◆ Your objective:
Nothing other than the lines from the one containing "sample: [744, 458]." through the close of the entries below should be printed, each exactly.

Named object pointing entries
====================

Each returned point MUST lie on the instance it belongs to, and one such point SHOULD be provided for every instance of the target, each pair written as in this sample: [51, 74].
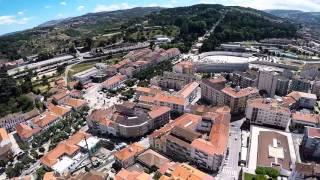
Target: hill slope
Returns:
[185, 24]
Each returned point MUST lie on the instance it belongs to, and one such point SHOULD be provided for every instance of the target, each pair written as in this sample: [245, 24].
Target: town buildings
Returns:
[311, 144]
[127, 156]
[237, 98]
[185, 138]
[182, 171]
[172, 80]
[128, 119]
[69, 153]
[268, 81]
[282, 86]
[305, 171]
[303, 100]
[300, 120]
[10, 121]
[114, 82]
[5, 143]
[211, 90]
[271, 148]
[270, 112]
[245, 79]
[299, 84]
[214, 91]
[177, 101]
[316, 89]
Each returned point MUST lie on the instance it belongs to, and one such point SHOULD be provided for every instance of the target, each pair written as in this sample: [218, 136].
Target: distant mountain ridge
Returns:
[92, 18]
[297, 16]
[98, 29]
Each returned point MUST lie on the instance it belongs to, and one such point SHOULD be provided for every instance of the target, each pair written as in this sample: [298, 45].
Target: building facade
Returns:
[267, 112]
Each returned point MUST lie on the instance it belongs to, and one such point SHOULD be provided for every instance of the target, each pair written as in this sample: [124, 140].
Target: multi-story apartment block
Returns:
[211, 90]
[310, 145]
[268, 81]
[300, 84]
[300, 120]
[128, 119]
[237, 98]
[5, 143]
[10, 121]
[268, 112]
[126, 156]
[114, 82]
[282, 86]
[199, 139]
[316, 89]
[303, 100]
[172, 80]
[177, 101]
[245, 79]
[184, 67]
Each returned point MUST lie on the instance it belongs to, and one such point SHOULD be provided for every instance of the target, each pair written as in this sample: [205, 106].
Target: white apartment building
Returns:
[268, 81]
[268, 112]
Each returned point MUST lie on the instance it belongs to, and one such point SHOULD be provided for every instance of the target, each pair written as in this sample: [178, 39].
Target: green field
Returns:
[81, 67]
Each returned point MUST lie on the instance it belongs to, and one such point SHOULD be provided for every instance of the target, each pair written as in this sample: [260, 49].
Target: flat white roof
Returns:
[92, 142]
[253, 149]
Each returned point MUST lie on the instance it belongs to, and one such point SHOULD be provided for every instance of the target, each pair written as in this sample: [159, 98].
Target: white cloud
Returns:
[305, 5]
[8, 20]
[112, 7]
[80, 8]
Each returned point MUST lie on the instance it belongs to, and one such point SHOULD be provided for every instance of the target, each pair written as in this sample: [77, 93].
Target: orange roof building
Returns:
[126, 157]
[75, 103]
[128, 119]
[45, 119]
[25, 132]
[189, 132]
[184, 171]
[114, 82]
[66, 148]
[5, 142]
[132, 175]
[300, 120]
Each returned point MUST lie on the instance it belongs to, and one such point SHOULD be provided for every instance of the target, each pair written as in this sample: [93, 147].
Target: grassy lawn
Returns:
[80, 67]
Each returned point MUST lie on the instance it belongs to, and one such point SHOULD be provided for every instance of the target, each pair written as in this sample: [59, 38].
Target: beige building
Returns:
[201, 140]
[237, 98]
[268, 112]
[268, 81]
[211, 90]
[128, 119]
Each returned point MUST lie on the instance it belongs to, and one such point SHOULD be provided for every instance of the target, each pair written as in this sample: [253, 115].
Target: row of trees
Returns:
[11, 94]
[242, 26]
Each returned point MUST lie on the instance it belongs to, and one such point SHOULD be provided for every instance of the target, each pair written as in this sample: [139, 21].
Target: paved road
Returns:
[230, 169]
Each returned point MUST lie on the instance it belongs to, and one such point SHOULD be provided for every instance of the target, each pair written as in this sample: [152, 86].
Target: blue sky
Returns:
[18, 15]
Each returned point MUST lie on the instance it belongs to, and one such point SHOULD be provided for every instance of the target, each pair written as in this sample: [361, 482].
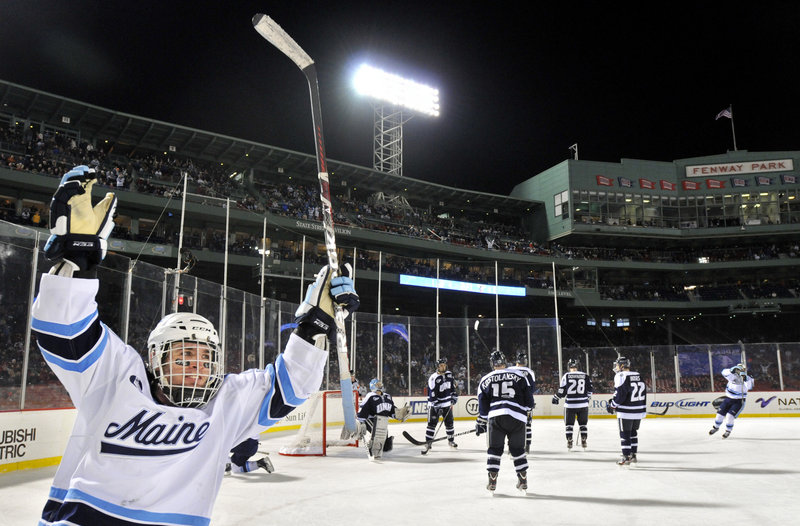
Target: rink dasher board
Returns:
[37, 438]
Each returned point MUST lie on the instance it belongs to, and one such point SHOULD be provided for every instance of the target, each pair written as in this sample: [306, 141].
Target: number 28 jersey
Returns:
[630, 395]
[575, 388]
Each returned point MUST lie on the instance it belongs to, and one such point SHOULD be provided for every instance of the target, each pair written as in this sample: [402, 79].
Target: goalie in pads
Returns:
[373, 416]
[150, 439]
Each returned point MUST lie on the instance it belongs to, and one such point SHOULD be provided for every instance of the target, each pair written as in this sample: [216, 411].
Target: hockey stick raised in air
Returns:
[276, 36]
[422, 443]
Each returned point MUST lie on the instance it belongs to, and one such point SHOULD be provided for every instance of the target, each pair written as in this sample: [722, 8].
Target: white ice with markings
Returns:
[684, 476]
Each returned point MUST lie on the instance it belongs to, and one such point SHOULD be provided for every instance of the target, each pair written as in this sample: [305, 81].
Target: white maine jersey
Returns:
[736, 388]
[130, 460]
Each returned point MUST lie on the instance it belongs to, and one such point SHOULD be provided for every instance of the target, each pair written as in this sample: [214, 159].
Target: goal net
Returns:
[322, 426]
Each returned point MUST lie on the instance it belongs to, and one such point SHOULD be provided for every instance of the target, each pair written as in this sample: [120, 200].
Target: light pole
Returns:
[393, 96]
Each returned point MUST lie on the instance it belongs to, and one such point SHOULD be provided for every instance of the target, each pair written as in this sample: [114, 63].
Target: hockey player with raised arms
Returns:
[576, 390]
[373, 416]
[739, 383]
[527, 372]
[442, 396]
[150, 441]
[630, 404]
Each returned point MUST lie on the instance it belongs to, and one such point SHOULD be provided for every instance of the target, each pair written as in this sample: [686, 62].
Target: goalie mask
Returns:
[498, 359]
[186, 359]
[572, 363]
[621, 363]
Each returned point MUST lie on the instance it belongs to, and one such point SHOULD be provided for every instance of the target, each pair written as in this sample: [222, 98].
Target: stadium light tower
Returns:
[393, 95]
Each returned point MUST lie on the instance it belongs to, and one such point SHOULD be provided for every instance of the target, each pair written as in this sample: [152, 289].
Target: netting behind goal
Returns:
[322, 426]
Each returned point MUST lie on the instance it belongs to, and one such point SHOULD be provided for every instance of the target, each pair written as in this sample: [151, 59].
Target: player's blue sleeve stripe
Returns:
[273, 408]
[57, 493]
[137, 515]
[67, 330]
[84, 363]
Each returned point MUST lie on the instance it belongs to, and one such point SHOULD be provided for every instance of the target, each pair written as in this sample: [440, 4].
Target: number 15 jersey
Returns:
[630, 395]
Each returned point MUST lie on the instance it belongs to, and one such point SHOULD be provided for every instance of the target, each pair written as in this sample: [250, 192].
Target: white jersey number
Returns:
[503, 390]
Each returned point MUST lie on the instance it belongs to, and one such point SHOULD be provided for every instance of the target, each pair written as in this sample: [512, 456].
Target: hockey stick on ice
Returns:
[276, 36]
[422, 443]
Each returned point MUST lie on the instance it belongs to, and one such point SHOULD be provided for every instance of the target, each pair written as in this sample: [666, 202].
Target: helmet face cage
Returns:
[497, 358]
[186, 359]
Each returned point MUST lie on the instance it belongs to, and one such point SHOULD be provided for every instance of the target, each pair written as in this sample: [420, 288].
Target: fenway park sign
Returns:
[748, 167]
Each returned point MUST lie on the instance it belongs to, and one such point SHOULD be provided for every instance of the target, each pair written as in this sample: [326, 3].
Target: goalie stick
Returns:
[275, 35]
[422, 443]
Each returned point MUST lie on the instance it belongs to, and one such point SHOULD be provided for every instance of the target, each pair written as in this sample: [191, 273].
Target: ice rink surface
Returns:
[684, 477]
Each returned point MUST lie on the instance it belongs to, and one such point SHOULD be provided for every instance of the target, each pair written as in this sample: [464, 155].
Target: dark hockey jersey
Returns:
[376, 405]
[630, 395]
[505, 392]
[442, 391]
[575, 388]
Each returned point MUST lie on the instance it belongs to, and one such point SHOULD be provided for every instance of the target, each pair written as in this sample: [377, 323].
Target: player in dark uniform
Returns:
[373, 416]
[630, 404]
[442, 396]
[504, 397]
[576, 389]
[527, 372]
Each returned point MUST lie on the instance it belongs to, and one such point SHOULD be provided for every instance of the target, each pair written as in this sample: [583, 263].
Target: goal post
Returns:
[322, 426]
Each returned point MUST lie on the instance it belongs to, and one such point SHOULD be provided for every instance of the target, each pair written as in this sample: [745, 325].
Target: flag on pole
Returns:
[727, 112]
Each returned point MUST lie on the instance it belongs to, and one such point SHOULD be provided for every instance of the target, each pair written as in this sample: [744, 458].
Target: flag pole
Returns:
[733, 131]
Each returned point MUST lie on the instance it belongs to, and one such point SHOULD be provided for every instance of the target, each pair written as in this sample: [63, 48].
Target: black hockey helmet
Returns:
[572, 363]
[497, 358]
[621, 362]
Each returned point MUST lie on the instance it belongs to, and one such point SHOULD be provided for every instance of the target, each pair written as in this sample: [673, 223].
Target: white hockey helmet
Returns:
[186, 380]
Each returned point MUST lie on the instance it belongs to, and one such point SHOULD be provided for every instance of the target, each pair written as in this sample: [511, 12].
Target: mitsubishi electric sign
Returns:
[744, 167]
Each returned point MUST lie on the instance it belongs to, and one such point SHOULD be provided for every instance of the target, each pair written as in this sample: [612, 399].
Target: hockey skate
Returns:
[427, 447]
[624, 460]
[492, 485]
[522, 481]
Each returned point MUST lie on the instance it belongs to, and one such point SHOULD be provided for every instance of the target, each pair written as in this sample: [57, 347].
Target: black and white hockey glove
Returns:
[402, 413]
[78, 231]
[480, 426]
[315, 316]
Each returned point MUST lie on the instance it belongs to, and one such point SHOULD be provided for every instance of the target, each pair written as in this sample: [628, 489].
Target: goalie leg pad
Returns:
[379, 434]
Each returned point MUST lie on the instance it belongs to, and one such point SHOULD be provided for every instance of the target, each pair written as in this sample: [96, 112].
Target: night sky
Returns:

====================

◆ Solution for this task:
Each returned point MUST lie on the instance it belongs to, and one such point SHOULD be provided for every instance of the target, each pair written as in this sample: [744, 458].
Target: flag pole
Returns:
[733, 131]
Each returned point MUST lie on the instance it belongs to, and one such point SHOULD be provided for every instance of the target, each pair written as in this sample: [63, 48].
Target: black hockey helmet
Returns:
[572, 363]
[497, 358]
[621, 362]
Each returned point MUST lie on the instance it belongs to, and one such point SHOULD be provided for every instance of the target, each pair written as in this sample: [673, 223].
Target: white hockey helmet
Returns:
[186, 380]
Each returned point MUST lie on the instance it belongs to, and one such point SHOULD be provided for every instance of the target, each pair written as in this sample: [511, 12].
Target: mitsubishi electric sign
Returns:
[744, 167]
Each returned point MUST lie on the instance it belongs to, and one such point SHOULD be provided for every instance of the target, each pair written as in this sample: [612, 399].
Target: hockey skate
Returns:
[427, 447]
[624, 460]
[492, 485]
[522, 481]
Each returned point MUST lie on the instance it belongs to, and one such point SHOULD be provided for every instance of the target, each pair written as in this sample: [57, 347].
Target: black and white hockey glove
Returns:
[402, 413]
[78, 231]
[480, 426]
[315, 316]
Each returned point MUST lie on the instance it belongs to, and one such point SHOULD be provided for every instance of the target, each pair written as in this sample: [628, 489].
Target: goalie leg pad
Returns:
[379, 434]
Each returned point MUST lie on the instance it belongs to, and one such point SHOULD be provided for every instance of the target, each pair written as in this sample: [96, 112].
Target: night sky
Returns:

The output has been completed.